I. Factual and Procedural Background.
This case involves a mortgage executed by Plaintiff in July 2006 in favor of IndyMac Bank, FSB, and later transferred to Defendant. Plaintiff fell behind in her payments and ultimately declared bankruptcy. Plaintiff alleges that Defendant wrongfully failed to convert a temporary loan modification into a permanent modification. She further alleges that she has continued to tender monthly payments pursuant to the modification agreement but Defendant has rejected those payments as insufficient under the original loan.
In February or March 2010, Plaintiff, who was self-represented at the time, served a summons and complaint on Defendant in an action in Windsor Superior Court (the "First Action"). The complaint alleged violations of the federal Fair Debt Collection Practices Act and the Vermont Consumer Fraud Act. In March 2010, Defendant removed the First Action to federal court (2:10-cv-0070-wks). Defendant then moved to dismiss the First Action. Thereafter, in May 2010, Plaintiff and Defendant stipulated to dismissal of the First Action without prejudice under Fed. R. Civ. P. 41(a)(l)(A)(ii).
On February 3, 2011, Plaintiff filed a new complaint against Defendant in Windsor Superior Court (the "Second Action"), but Plaintiff did not serve the Second Action for several weeks. On February 8, 2011, before Defendant had been served with the Second Action, Defendant filed a foreclosure complaint against Plaintiff in Windsor Superior Court ("the Foreclosure Action"). In March 2011, Defendant removed the Second Action to federal court, which is now this case. Plaintiff objected to removal and sought to have the court abstain from hearing this case and remand the Second Action to state court.
In August 2011, the state court denied Plaintiff's motion to dismiss the Foreclosure Action. Thereafter, Plaintiff filed a counterclaim in the Foreclosure Action which raises similar claims to the six claims Plaintiff has raised in the Second Action.
Plaintiff's Amended Complaint in the Second Action alleges: (1) fraud; (2) breach of contract; (3) breach of the contractual duty of good faith and fair dealing; (4) defamation; (5) punitive damages; and (6) declaratory relief.

§ Given material:
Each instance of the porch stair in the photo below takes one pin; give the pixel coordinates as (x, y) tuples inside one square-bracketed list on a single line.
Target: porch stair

§ Required work:
According to the case background, on what date and in which court did Defendant file the Foreclosure Action?

§ Response to the task:
February 8, 2011, in Windsor Superior Court.